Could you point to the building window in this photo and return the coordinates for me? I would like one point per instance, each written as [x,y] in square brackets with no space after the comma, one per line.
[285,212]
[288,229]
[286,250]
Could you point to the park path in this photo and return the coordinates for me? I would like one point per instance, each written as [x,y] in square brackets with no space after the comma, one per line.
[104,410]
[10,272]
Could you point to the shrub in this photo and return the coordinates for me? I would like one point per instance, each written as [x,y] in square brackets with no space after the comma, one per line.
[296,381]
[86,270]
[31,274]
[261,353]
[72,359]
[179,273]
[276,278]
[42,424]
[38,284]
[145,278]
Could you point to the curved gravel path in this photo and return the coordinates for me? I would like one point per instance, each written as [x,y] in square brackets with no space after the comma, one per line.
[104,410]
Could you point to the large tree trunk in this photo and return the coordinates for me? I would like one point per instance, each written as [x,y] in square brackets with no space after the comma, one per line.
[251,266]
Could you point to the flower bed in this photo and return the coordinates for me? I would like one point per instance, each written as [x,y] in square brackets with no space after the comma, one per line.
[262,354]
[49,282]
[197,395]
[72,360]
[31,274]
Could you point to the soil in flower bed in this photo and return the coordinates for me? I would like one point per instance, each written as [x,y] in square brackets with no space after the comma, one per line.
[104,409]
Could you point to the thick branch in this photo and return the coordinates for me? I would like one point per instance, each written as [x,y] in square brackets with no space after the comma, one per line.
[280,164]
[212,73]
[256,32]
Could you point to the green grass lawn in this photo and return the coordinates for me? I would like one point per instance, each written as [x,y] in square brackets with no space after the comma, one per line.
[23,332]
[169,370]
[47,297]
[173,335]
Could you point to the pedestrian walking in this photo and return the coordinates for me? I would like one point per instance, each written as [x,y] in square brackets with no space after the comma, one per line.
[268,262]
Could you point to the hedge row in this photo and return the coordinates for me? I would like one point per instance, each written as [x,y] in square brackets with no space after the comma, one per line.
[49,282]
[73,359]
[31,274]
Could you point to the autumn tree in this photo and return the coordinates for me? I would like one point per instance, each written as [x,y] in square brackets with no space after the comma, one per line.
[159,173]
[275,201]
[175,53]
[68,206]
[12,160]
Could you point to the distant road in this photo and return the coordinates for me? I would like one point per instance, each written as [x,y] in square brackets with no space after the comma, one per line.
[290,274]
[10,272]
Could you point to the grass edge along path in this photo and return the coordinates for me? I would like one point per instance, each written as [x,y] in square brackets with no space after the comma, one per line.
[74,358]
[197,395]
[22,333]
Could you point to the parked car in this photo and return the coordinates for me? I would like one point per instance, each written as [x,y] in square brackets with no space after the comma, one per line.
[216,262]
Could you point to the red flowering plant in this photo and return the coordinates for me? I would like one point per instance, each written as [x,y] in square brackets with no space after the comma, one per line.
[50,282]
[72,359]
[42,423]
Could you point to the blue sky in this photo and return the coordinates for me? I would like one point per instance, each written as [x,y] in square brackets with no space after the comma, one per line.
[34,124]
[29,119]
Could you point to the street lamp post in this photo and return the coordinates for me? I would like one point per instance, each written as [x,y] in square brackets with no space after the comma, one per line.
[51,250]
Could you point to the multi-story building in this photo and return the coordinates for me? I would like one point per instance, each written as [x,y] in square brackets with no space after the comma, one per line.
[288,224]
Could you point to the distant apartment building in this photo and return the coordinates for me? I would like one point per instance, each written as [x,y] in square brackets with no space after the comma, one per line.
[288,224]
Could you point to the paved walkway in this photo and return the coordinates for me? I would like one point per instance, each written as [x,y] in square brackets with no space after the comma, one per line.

┄┄┄┄┄┄┄┄┄┄

**WHAT THE TASK REQUIRES**
All of the records must be retyped exactly as they are.

**RESPONSE**
Could you point to the building window in this photo and return the coordinates for me? I would like one point per instance, each written as [x,y] in square brackets with no space after the comma, one per line.
[285,212]
[288,229]
[286,250]
Could you point to the park path in this photo and return the coordinates for me? I would like one point per instance, each written as [x,y] in square brackets with no space after the comma, one per line.
[104,410]
[10,272]
Could you point to the shrub in this photo and return the coordinates for me? I would like one point per instance, each written as [x,y] in square brackets with no space after the comma, one per line.
[296,381]
[86,270]
[31,274]
[261,353]
[72,359]
[179,273]
[276,278]
[42,424]
[38,284]
[145,278]
Could you point to the curved gravel path in this photo and return the coordinates for me? I would like one point per instance, each written as [x,y] in square brackets with no space after the comma, one per line.
[104,410]
Could you point to the large tree trunk in this photo and return the coordinates for me? I would like one point per instance, each written as [x,y] in square brackets with no space after the comma, one per line.
[251,266]
Could you point to the flower bed in this photo and return the coordinates for me? I would like one point per instance, each written as [x,y] in square brackets with no space after the comma, one per line.
[262,354]
[49,282]
[197,395]
[72,360]
[31,274]
Could you point to the soil in flower bed in this photo and return the coordinates for me? I would like one point per instance, each written as [x,y] in square brackets with no space after the comma, one per line.
[104,409]
Could you point to the thick branch in this photo and return the coordinates for me? I would like one point per instance, each written as [x,y] in square brackets with no space after the comma, one per line.
[280,164]
[212,73]
[256,32]
Could you point to the green grass lawn in this photo and return the coordinates for me? I would like one point per instance, each written as [x,y] in square brackets with no space after the comma, one per line.
[23,332]
[169,370]
[47,297]
[173,335]
Could you point to the pedestrian walking in this photo and return the coordinates for me? I would like one point per instance, each written as [x,y] in square brackets with no space after the comma, one per line.
[268,262]
Could you point to the hedge row in this photo and return the coordinates for me? I would like one point per instance, each written as [x,y] in square brackets with no space after the comma, one per line.
[49,282]
[73,359]
[31,274]
Could you point to the autumn tree in this photo and return the coordinates for me? I would like one point per instance, each written as [x,y] in square brackets with no space after the comma, one per line.
[159,173]
[275,201]
[175,53]
[68,206]
[12,160]
Could you point to the distant road in this photo and return the coordinates for me? I would like one point per instance, each written as [x,y] in square brackets with no space after the comma, one per line.
[290,274]
[10,272]
Could you point to the grass edge along path in this photo and return the coordinates for me? I would like one point per instance, each written as [x,y] in square brackets with no space after the comma, one per line.
[74,358]
[197,395]
[22,333]
Could you point to the parked car in this photo and return the coordinates for me? I would like one point per instance, each written as [x,y] in square brackets with no space after the comma, one per line.
[216,262]
Could you point to the red flowering plant in this photo and return the coordinates for me? I would like one point per instance, each written as [x,y] in square brackets with no space after the comma, one per line.
[50,282]
[72,359]
[42,423]
Could you point to the blue sky in this photo and return the coordinates for me? I would like one point per instance, each written as [x,y] in square brackets with no space after the comma, one per line.
[34,124]
[29,119]
Could you point to the street lamp post in this photo and return the coordinates for me? I would like one point per instance, each written as [x,y] in square brackets with no space after the comma, one per line.
[51,250]
Could you point to the multi-story building in this photo and return the coordinates for me? I would like one point per instance, each written as [x,y] in square brackets with no space after the comma, one per line.
[288,224]
Could you point to the distant apartment building in this photo and return the coordinates for me? I would like one point per instance, each written as [x,y] in square brackets with no space after the comma, one per line.
[288,224]
Could you point to the paved walkway in this photo and return the coordinates for me? I would like one point per instance, each written as [x,y] in square brackets with no space after the comma, one per line.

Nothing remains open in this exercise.